▸ Work to be completed:
Restate each of the lines given below, word for word.

▸ Data records:
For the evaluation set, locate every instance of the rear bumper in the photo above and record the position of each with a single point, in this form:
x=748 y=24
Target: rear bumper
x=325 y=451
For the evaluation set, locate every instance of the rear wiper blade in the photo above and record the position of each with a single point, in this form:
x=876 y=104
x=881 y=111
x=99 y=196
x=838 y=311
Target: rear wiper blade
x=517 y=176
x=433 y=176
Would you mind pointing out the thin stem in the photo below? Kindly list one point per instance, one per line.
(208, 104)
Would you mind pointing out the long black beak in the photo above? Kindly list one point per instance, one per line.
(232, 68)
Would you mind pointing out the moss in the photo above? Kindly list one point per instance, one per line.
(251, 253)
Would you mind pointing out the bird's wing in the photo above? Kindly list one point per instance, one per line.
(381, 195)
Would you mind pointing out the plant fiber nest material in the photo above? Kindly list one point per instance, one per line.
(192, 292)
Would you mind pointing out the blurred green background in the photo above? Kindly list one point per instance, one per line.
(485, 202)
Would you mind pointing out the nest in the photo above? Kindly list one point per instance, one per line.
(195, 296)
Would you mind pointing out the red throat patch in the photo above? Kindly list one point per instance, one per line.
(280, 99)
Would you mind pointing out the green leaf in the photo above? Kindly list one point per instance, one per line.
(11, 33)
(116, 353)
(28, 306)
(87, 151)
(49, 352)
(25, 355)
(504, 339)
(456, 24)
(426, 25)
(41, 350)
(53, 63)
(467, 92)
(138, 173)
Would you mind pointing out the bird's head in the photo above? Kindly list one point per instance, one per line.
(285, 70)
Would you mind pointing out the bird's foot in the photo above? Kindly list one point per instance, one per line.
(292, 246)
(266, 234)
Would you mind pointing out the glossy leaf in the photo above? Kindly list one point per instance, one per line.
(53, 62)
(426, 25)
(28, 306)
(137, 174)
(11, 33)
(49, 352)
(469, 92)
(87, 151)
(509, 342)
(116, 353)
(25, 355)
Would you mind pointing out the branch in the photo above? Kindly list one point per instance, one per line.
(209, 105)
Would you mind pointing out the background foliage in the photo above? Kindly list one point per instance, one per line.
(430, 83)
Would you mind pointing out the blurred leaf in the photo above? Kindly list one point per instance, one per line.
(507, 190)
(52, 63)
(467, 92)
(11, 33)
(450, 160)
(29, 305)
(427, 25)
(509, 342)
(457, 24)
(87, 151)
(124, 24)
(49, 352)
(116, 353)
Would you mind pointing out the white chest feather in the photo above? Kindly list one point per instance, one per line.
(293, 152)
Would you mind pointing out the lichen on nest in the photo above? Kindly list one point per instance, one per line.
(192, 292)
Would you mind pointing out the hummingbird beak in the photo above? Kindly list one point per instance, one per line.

▸ Reply:
For the evaluation set, locate every instance of the rear bumper in the photo above and record the position of each with a single point, in this form:
x=748 y=24
Target: rear bumper
x=325 y=451
For the evaluation set, locate every instance of the rear wiper blade in the photo above and record the position of each with a single point, in this form:
x=876 y=104
x=881 y=111
x=99 y=196
x=838 y=311
Target: rear wiper blade
x=517 y=176
x=433 y=176
Would you mind pointing out the thin stem in the photo below? Kindly list one point per instance, one per line.
(208, 104)
Would you mind pointing out the long black beak in the photo above? Kindly list one point per instance, one per line.
(232, 68)
Would you mind pointing out the moss in the photo above? Kindly list one point per instance, one per line.
(251, 253)
Would you mind pointing out the bird's wing in the photo above? Kindly list one point per instance, one per line.
(381, 195)
Would you mind pointing out the plant fiber nest material in the photo above? Kindly list one point per instance, one per line.
(192, 292)
Would you mind pointing out the blurred green background in the photo above? Kindly list one point per instance, one per line.
(485, 202)
Would you mind pointing out the nest in the photo above? Kindly list one point per instance, one per line.
(195, 296)
Would you mind pointing out the red throat patch in the photo above? Kindly list one point per instance, one per line.
(280, 99)
Would you mind pointing out the green leaf in the photo above? Kindly list one point per instance, one per line.
(11, 33)
(116, 353)
(28, 306)
(87, 151)
(49, 352)
(25, 355)
(504, 339)
(456, 24)
(426, 25)
(41, 350)
(53, 63)
(467, 92)
(138, 173)
Would you mind pointing out the bird's head in the photo above? Kindly list one point per instance, one per line.
(285, 70)
Would you mind pointing out the bird's foot in the photo above? Kindly list one point per instance, one per line.
(292, 246)
(266, 234)
Would you mind pointing out the glossy leaf in the photo above? Kindly list one point per instance, one per line.
(53, 62)
(426, 25)
(28, 306)
(137, 174)
(11, 33)
(49, 352)
(469, 92)
(87, 151)
(509, 342)
(116, 353)
(25, 355)
Would you mind pointing out the branch in the photo above? Kindly list one point per instance, one per line.
(209, 105)
Would you mind pointing out the background foliage in the photo above? Kindly list one point per instance, one per line.
(430, 83)
Would you mind pointing out the blurred leaf in the photo above? Kindly list one point per instance, one per line.
(507, 190)
(52, 63)
(467, 92)
(11, 33)
(450, 160)
(29, 305)
(427, 25)
(509, 342)
(457, 24)
(87, 151)
(124, 24)
(49, 352)
(116, 353)
Would you mind pointing out the white chest feather in the photo above? Kindly list one point per instance, one per line.
(293, 152)
Would you mind pointing out the lichen on nest in the photo above? Kindly list one point per instance, one per line.
(192, 292)
Would you mind pointing out the hummingbird beak in the photo above? Kindly list one point per instance, one per line.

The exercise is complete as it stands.